▶ [Object location entries for images]:
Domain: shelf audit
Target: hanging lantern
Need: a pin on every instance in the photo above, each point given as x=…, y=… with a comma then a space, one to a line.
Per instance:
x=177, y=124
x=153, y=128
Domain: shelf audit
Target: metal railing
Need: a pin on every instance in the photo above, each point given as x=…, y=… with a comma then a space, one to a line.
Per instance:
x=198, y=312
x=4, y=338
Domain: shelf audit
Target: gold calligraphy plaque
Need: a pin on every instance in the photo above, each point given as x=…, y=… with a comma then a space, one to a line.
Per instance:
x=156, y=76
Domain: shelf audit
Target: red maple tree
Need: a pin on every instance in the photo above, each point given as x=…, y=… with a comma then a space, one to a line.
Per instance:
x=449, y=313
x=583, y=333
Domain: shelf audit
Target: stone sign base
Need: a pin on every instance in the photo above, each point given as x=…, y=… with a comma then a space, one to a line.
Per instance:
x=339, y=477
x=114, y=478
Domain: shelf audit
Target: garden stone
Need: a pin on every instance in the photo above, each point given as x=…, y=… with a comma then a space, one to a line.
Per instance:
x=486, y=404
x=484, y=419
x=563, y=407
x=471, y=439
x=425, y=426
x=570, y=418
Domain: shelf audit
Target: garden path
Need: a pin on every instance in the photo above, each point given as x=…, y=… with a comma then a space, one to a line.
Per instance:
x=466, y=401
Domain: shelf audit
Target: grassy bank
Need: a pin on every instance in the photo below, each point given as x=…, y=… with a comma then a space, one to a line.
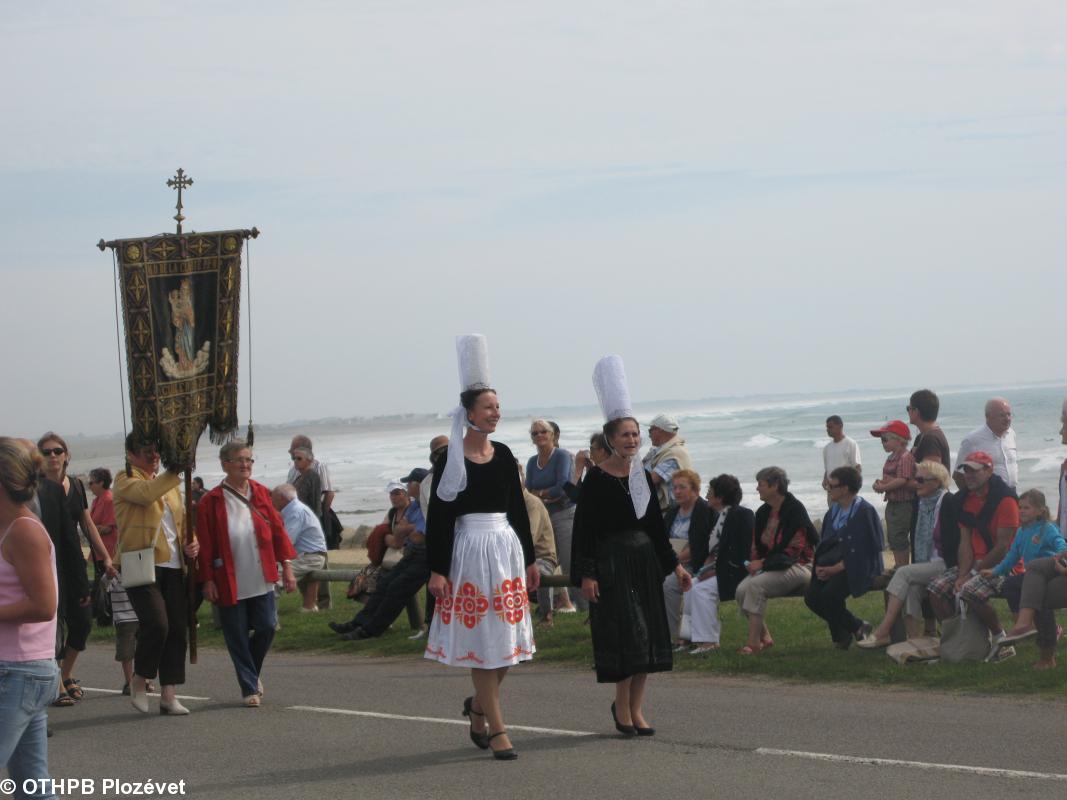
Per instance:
x=802, y=651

▶ [What this task involves]: Please copy the records word for word, starting at their first line and ending at the line that contains "x=570, y=418", with that line included.

▶ [Written reply]:
Domain: shelf audit
Target: hanging lantern
Need: a pin on every instance in the photo above, each point given as x=…, y=… with a comma then a space, one to a line.
Per instance:
x=177, y=124
x=153, y=128
Domain: shelf audit
Target: metal railing
Need: a pin on every instance in the photo above, each point given as x=…, y=… with a comma then a space, one to a line.
Per instance:
x=198, y=312
x=4, y=338
Domain: shelf audit
Target: gold calligraphy plaque
Need: a pin on every instance in the photo above, each point given as x=…, y=… with a comma then a space, one to a line.
Per instance:
x=156, y=76
Domain: shelf audit
Target: red maple tree
Need: a pin on every instance in the photo above, each point given as x=…, y=… with a comma then a space, one to a line.
Per instance:
x=449, y=313
x=583, y=333
Domain: shelf audit
Target: stone sign base
Need: a pin on every instance in the photo above, each point given as x=…, y=… with a comma then a space, one to a line.
Per instance:
x=339, y=477
x=114, y=478
Domain: shelf audit
Target: garden stone
Need: a pin on every instance in the photo above, each point given as x=…, y=… with a comma then a space, one to a line.
Per instance:
x=486, y=404
x=484, y=419
x=563, y=407
x=471, y=439
x=425, y=426
x=570, y=418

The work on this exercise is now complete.